Monday, May 25, 2009

Trials and Rewards




Since school vacation, I’ve managed to keep fairly busy with a number of unsustainable projects. Sustainability is a rather fickle thing. Generally speaking, projects are successful not when a big NGO pours money into a community, but when the community itself comes together and acquires the know-how to make its own progress forward. For this reason, Peace Corps encourages us to work side by side with community partners so that they might continue our projects once service ends. Community partners can be anyone enthusiastic, with an interest or passion for improving their community. They are typically persons already involved in the community. Ideally, we are not to go solo on projects and should think of ourselves more as a support or technical resource for our partners….easier said than done…

In La Grama there is no major NGO presence, leaving very few options for community partners. As a youth development volunteer, my principle partners work in the schools and health post. Collaboration has not proven easy. The health post staff is made up of a doctor, nurse, obstetric nurse and 2 techs. They serve the entire district, meaning that they rarely have time for extra projects. What’s more, they are unreliable. The health post is rarely opened at the hour it is supposed to be and I have found the staff on numerous occasions in the nurse’s office drinking soda and gossiping while patients wait patiently in the lobby to be attended to. When Kitty, my boss, came to visit my site in February, I organized a meeting with the doctor, nurse, and obstetric nurse—confirmed it 3 times—and in the moment of the meeting itself, Kitty and I encountered them strolling down the street in the opposite direction of the posta where the meeting was to be held. Then they had the nerve to say to my boss that they won’t be able to work with me unless I can provide soda for each one of the meetings we have and on occasion snacks…otherwise nobody will show up. HA!

### REQUIREMENT 1
Summarize the blog post about working with community partners in La Grama in two sentences.
### REQUIREMENT 2
Pick up the blog post about working with community partners in La Grama and continue it after its final paragraph.

### DATASET RECORDS
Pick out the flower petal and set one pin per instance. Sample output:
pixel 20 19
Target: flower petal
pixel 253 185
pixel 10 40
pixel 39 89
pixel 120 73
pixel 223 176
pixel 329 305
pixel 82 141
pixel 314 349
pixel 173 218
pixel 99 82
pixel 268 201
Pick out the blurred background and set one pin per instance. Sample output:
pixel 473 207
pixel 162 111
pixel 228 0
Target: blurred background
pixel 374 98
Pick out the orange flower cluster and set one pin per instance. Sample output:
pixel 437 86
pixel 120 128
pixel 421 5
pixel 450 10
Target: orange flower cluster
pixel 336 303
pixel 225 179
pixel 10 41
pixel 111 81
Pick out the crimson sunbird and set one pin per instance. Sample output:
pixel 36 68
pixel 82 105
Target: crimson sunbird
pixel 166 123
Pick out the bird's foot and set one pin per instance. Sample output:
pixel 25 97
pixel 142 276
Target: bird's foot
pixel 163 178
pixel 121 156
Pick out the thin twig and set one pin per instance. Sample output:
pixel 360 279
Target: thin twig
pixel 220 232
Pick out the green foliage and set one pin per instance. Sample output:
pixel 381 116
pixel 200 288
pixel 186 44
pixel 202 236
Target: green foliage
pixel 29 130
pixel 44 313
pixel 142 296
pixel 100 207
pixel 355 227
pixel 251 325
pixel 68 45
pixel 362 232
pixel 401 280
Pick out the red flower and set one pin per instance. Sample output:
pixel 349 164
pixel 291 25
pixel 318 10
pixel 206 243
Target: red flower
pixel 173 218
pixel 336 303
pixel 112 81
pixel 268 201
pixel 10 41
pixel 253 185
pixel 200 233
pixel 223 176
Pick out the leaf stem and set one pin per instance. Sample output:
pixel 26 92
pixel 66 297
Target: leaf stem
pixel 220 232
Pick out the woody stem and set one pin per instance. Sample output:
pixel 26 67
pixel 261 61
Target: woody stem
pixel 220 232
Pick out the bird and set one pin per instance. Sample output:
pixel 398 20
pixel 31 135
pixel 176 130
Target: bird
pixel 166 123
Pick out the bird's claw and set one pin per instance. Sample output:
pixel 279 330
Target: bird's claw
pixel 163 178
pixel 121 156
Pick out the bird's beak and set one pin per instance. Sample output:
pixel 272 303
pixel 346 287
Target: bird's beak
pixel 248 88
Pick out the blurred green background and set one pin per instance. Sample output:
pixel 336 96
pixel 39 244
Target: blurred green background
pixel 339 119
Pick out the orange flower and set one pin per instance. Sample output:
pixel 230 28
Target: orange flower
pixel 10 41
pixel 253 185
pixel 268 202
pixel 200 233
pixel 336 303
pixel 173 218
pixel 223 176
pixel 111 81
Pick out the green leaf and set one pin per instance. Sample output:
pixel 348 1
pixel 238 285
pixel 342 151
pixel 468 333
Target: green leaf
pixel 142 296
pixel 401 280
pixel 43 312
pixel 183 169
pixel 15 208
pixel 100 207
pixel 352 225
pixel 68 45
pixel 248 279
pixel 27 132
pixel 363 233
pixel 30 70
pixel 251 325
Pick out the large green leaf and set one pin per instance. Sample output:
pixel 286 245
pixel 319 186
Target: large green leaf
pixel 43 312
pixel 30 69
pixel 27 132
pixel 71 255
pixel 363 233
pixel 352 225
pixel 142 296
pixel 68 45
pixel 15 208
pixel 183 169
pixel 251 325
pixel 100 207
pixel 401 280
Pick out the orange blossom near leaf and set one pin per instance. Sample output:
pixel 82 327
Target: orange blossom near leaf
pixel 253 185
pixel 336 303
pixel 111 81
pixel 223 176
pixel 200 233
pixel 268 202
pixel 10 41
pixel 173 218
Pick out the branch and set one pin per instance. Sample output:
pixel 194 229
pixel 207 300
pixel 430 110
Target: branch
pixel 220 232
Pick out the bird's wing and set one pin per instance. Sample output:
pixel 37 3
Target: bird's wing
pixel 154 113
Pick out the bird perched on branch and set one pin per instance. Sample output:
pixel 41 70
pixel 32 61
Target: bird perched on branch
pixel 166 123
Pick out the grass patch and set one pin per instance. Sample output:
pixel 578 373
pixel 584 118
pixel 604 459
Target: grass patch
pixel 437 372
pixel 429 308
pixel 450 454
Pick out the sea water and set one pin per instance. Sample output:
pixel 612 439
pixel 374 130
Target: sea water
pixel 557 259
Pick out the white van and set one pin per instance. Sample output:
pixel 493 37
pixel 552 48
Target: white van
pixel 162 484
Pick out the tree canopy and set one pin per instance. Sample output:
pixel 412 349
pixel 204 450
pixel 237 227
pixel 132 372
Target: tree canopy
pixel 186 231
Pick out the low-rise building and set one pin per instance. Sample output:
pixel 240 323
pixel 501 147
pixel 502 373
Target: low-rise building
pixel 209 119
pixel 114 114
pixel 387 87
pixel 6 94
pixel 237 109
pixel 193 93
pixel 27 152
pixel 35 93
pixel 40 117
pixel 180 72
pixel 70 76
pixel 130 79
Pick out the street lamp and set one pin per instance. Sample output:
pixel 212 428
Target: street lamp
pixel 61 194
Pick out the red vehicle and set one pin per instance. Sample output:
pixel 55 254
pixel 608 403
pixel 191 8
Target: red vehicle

### EXPECTED ANSWER 1
The writer explains that projects succeed when a community gains the know-how to move forward on its own, so Peace Corps asks volunteers to work side by side with community partners who can continue projects after service ends. In La Grama, which has no major NGO presence, the writer's main partners are in the schools and the health post, but the health post staff has been hard to work with because they serve the whole district, are unreliable, skipped a meeting confirmed three times, and then said they would not work with the writer unless soda was provided at meetings.

### EXPECTED ANSWER 2
Working with school faculty has not proven to be more promising. In the high school, half the faculty is contracted, meaning they too will be gone in a year and unable to continue my work. The other half, well don’t get me started on the other half. One of my favorites is notorious for sleeping through his first few classes then showing up hung over and sending his students out to buy water for him. The director is another peach. He supposedly held a meeting with the rest of the faculty last year advising them that I am here to spy on La Grama for the US government. Only recently have things improved with him (though I still hold a bit of a grudge) and I have been permitted to work there. In the primary school things are a bit better but not by much. The focus of my work is supposed to be on adolescents, but given the tense relations I have with the director of the high school, I have to work where work is available. When the primary school director approached me back in March to give computer and English classes to grades 1-6, I was excited at the prospect of taking on a regular schedule of work (though admittedly not thrilled about teaching English). I agreed on the condition the that the teachers teach alongside of me in the computer classes—if they didn’t know anything about computers they could help me control the class and learn along with the students so that next year they’d be able to take over the class. Sustainable, right? Fat chance. Things have definitely NOT gone according to plan, and guess how many teachers help me out instead of slinking out the door the moment I arrive..? I’m ashamed to answer that.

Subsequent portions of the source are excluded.